DIRECTIVE -
Which lines below contain the string "yellow"? Gather each of them in full, and treat uppercase and lowercase as different.

(Collected data)
──────────
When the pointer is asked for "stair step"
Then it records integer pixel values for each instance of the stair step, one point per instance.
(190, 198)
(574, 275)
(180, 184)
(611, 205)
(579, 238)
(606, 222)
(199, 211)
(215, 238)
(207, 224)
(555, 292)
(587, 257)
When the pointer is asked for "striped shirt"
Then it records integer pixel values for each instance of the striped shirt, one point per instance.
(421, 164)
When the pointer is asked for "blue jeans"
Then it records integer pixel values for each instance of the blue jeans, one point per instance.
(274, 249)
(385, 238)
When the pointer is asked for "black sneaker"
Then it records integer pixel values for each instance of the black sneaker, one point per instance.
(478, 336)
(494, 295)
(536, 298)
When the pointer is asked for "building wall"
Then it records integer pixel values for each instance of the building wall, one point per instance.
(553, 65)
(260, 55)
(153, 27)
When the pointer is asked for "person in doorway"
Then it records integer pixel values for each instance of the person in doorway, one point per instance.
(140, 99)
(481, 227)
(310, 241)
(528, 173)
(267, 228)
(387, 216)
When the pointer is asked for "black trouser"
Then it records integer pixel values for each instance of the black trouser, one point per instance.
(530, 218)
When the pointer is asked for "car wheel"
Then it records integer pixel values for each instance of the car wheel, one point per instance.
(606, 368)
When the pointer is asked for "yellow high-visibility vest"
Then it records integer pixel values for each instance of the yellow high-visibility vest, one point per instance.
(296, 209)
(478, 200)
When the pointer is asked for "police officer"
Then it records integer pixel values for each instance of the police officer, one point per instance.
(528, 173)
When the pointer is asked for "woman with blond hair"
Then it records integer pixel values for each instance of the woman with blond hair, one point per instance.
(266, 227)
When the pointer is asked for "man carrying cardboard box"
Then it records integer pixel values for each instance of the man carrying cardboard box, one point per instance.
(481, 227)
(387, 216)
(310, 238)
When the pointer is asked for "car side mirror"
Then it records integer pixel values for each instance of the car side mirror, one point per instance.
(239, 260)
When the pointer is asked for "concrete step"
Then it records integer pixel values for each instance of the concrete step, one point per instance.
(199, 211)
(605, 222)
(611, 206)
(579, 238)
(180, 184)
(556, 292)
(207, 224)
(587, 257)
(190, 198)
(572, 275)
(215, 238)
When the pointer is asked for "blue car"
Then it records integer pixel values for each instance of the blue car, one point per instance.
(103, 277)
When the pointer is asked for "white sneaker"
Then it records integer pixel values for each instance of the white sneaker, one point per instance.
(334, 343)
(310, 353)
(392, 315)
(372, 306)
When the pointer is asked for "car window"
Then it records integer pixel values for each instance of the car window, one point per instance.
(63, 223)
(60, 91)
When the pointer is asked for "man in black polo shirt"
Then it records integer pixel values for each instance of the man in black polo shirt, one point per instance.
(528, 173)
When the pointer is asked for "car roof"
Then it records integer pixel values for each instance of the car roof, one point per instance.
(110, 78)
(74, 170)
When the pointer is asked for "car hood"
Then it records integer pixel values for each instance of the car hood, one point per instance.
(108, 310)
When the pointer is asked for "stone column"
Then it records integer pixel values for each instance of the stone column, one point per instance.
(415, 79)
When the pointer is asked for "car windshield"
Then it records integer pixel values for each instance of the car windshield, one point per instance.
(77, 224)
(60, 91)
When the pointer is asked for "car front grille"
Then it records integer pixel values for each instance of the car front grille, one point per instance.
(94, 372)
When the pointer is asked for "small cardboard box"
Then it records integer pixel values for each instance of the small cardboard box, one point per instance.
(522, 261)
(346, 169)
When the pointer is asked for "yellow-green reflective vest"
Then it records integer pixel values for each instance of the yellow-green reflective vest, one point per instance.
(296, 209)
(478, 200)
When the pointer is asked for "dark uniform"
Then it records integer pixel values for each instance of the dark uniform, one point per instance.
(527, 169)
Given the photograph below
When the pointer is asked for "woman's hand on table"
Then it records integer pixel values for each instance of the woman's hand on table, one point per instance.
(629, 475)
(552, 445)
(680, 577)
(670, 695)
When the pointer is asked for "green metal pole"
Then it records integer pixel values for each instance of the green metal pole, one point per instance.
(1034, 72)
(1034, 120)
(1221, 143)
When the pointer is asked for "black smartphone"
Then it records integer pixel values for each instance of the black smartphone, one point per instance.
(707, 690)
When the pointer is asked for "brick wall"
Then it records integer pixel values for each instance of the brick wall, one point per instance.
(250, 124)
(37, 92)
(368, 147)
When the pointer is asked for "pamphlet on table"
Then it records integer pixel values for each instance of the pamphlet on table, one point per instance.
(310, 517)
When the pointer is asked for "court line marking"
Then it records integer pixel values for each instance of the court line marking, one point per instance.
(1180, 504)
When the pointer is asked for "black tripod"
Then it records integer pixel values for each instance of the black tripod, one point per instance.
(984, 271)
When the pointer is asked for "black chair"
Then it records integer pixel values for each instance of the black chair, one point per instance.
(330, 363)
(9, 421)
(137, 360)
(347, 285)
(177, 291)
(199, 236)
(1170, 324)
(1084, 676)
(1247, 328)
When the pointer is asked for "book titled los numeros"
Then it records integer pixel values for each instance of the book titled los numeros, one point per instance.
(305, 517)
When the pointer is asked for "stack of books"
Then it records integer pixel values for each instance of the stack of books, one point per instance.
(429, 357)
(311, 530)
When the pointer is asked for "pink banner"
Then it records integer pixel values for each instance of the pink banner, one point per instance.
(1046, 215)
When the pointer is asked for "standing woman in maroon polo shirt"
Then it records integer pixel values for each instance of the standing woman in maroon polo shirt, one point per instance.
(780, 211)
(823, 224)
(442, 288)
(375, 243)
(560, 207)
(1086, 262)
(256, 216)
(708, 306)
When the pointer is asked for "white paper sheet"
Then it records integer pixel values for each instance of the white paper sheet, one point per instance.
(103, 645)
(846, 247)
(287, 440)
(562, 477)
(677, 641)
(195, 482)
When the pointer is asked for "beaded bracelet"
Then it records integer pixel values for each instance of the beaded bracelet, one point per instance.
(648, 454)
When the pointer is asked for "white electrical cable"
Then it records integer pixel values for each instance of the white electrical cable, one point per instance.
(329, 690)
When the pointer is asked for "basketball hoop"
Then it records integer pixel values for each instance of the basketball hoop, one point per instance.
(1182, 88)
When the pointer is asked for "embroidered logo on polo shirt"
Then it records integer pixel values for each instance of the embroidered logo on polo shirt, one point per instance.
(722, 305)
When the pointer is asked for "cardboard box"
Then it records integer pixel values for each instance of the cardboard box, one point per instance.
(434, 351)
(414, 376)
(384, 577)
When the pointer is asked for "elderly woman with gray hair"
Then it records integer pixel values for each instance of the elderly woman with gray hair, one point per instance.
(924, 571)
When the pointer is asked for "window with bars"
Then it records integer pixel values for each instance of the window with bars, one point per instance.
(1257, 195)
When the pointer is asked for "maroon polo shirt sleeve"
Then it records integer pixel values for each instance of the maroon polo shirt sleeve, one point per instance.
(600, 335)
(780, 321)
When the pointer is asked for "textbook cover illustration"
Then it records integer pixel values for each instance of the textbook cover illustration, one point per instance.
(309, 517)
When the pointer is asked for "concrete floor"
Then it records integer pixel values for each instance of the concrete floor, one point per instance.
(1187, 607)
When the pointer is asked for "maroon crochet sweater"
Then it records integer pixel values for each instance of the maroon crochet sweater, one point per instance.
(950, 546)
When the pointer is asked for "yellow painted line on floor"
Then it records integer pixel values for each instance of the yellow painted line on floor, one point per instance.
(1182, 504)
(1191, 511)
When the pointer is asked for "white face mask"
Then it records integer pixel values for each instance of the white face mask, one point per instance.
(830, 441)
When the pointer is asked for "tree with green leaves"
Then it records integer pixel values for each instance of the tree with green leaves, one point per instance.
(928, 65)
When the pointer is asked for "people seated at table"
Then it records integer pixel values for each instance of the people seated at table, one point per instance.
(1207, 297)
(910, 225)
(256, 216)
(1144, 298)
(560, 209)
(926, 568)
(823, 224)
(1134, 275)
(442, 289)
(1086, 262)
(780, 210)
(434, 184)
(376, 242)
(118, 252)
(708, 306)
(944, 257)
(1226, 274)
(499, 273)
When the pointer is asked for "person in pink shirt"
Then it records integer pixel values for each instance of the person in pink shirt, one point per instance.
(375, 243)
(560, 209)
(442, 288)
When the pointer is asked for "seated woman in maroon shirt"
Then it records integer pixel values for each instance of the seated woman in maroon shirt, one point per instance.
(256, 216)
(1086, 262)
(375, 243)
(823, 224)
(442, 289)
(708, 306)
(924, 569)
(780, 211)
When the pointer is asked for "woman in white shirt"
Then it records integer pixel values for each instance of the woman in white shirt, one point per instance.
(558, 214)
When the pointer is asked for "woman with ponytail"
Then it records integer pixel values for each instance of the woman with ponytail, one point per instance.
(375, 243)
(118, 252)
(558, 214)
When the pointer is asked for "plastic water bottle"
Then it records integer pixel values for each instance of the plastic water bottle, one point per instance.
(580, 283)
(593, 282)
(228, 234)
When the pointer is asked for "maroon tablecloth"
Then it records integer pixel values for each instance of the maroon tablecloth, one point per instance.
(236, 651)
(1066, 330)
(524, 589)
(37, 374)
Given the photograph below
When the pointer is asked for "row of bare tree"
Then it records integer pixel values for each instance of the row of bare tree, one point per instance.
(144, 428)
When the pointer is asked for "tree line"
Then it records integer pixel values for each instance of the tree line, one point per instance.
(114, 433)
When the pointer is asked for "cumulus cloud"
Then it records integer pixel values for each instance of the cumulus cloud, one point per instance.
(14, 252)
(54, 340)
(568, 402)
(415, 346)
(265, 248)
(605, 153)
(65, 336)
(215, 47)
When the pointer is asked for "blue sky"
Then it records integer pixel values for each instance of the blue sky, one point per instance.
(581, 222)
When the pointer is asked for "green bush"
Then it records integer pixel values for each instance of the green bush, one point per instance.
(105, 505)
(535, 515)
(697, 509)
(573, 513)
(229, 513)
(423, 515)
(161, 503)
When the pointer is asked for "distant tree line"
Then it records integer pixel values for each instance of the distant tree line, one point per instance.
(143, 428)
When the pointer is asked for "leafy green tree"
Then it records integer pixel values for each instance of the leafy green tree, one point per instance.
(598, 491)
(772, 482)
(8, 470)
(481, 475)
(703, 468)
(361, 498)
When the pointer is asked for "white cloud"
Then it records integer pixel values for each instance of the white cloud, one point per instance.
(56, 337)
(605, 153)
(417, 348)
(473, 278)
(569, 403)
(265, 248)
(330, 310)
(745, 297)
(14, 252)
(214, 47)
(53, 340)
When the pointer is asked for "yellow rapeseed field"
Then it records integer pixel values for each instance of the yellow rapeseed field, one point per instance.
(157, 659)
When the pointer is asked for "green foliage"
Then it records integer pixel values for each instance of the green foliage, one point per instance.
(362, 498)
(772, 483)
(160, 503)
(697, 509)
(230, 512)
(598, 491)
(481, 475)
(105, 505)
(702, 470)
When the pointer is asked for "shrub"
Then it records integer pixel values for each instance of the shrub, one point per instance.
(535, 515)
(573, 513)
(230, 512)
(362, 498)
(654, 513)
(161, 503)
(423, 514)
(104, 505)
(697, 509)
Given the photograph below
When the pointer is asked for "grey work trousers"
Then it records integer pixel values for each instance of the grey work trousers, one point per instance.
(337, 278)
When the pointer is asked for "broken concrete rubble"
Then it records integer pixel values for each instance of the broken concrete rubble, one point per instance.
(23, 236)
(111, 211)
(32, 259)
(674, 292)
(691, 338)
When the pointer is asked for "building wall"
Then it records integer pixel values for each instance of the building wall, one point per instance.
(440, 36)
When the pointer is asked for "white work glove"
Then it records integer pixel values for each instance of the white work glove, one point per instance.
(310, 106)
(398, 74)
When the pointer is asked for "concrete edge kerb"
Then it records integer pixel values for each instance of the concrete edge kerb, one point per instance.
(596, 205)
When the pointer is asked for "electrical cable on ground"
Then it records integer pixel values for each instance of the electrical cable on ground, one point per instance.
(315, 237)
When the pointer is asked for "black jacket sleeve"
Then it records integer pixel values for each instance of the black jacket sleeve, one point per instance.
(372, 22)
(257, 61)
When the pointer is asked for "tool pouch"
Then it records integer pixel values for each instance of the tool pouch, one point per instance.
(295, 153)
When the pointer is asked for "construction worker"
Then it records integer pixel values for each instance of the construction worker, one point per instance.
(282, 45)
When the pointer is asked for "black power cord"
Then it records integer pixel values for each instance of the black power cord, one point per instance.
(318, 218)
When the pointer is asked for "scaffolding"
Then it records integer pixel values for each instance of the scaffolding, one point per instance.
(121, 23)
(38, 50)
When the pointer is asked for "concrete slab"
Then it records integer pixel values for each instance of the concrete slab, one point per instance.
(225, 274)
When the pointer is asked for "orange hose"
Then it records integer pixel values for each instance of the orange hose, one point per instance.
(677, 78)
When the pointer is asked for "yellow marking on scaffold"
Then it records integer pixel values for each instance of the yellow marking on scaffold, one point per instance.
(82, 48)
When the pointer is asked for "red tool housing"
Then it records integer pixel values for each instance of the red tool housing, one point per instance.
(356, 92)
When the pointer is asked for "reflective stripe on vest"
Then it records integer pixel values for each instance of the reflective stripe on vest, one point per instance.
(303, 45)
──────────
EXERCISE ANSWER -
When the pointer is asked for "yellow high-visibility vest"
Then it records integer pixel values for each instance of the yellow high-visibility vest, one point per instance.
When the pointer is asked for "yellow-green reflective vest"
Then it records integer pixel values for each instance of the yellow-green reflective vest, one point per instance.
When the pointer is asked for "yellow painted line on floor"
Then it records integer pixel values for each instance of the yellow painted line on floor, one point per instance.
When the pointer is asked for "yellow rapeseed field"
Then it records integer pixel values for each instance of the yellow rapeseed field, one point per instance.
When the pointer is asked for "yellow marking on scaffold"
Then it records integer pixel values for each instance of the yellow marking on scaffold, one point per instance.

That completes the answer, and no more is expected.